Point annotation dataset entries
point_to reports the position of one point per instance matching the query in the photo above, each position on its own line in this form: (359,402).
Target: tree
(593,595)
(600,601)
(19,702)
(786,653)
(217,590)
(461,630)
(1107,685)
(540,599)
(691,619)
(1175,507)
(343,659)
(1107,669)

### Exercise instructions
Transcribe the lines in the entries above without any changes.

### Task solution
point_to reports the position of one point per instance matching the query in the photo above, each position on its own line in this form: (359,402).
Target: tree
(593,595)
(600,601)
(19,702)
(786,653)
(217,590)
(461,630)
(1107,685)
(540,599)
(691,619)
(1175,507)
(343,659)
(1107,669)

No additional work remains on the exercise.